== PROBLEM TO WORK ON ==
Reproduce the listing below, replacing each occurrence of "innermost" with "central" and leaving all other text unchanged.

Collected data entries:
=-=-=-=-=

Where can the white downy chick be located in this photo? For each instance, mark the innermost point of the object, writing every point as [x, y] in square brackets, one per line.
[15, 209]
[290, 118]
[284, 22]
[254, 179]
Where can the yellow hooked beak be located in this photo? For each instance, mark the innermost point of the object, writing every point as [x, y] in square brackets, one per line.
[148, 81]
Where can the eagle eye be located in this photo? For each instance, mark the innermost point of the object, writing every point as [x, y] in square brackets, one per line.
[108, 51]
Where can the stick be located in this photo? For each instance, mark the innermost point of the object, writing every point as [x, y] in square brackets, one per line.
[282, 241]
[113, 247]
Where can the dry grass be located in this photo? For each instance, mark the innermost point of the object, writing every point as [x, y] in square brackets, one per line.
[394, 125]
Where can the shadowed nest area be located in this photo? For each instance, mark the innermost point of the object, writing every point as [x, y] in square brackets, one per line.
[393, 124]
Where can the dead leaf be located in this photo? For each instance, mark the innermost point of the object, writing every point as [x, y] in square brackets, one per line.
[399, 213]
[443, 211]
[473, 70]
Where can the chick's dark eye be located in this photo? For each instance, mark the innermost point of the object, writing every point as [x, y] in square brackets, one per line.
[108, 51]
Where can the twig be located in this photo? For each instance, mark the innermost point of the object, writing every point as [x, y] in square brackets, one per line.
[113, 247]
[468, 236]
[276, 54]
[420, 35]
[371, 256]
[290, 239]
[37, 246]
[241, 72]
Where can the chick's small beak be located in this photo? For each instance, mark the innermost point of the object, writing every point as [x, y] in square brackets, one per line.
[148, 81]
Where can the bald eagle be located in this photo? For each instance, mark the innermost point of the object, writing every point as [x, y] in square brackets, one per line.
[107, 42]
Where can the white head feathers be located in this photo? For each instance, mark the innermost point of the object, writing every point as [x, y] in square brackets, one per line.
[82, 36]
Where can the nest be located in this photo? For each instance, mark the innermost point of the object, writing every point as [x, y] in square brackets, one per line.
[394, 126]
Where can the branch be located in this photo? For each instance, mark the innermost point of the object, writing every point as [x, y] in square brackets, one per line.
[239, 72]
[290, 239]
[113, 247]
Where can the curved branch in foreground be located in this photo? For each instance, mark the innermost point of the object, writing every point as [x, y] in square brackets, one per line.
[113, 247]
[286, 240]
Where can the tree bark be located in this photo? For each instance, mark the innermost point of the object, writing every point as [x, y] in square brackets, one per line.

=-=-=-=-=

== EXPECTED ANSWER ==
Where can the white downy chick be located in this photo? For each instance, mark the central point of the object, writing every point as [x, y] in square brackets, one per line.
[15, 209]
[290, 118]
[284, 22]
[254, 179]
Where can the yellow hooked beak be located in this photo? For each instance, mark the central point of the object, writing every point as [x, y] in square brackets, one per line.
[148, 81]
Where can the eagle eye be located in this photo? For each instance, mark the central point of the object, writing every point as [x, y] in square brackets, one per line.
[108, 51]
Where can the stick be located in this photo? For each instance, mark the central point of the object, writing every point as [x, y] in square brackets, one per line.
[282, 241]
[113, 247]
Where can the dry grass be located in this photo? For each instance, mark the central point of the object, writing every point as [x, y] in square brackets, one per line.
[394, 125]
Where can the shadowed nest area be located in this photo? For each instance, mark the central point of the object, writing every point as [x, y] in square brackets, one per line.
[393, 124]
Where can the dead leaf be located in this photo? For each instance, mark the central point of the object, writing every point as [x, y] in square brackets, one per line.
[399, 213]
[443, 211]
[473, 70]
Where can the chick's dark eye be located in this photo? For each instance, mark the central point of the object, writing every point as [x, y] in square brackets, one per line.
[108, 51]
Where can the twig be located in this photo? For each instance, mark the central point of the object, writing every point as [x, y] in square brackets, one per line.
[113, 247]
[468, 236]
[276, 54]
[420, 35]
[371, 256]
[290, 239]
[37, 246]
[241, 72]
Where can the chick's small beak be located in this photo? For each instance, mark the central point of the object, writing every point as [x, y] in square brackets, one per line.
[148, 81]
Where can the bald eagle be located in this photo? For each instance, mark the central point of the object, writing every point as [x, y] in square brackets, one per line.
[107, 42]
Where can the white head feathers be located in this photo? For each instance, mark the central point of the object, writing every point as [x, y] in square brackets, one per line.
[82, 36]
Where can the nest be located in this photo? For each instance, mark the central point of the object, writing every point as [x, y] in square brackets, one per line.
[394, 126]
Where can the branch be located in this photo? For each instance, mark the central point of the object, writing every point as [x, y] in square brackets, one per line.
[239, 72]
[290, 239]
[113, 247]
Where can the curved branch in foreground be located in this photo? For each instance, mark the central point of the object, writing every point as [x, y] in square brackets, one per line.
[113, 247]
[286, 240]
Where can the tree bark be located in this photo? For each instance, mark the central point of the object, writing every point as [x, y] in square brackets, one per line.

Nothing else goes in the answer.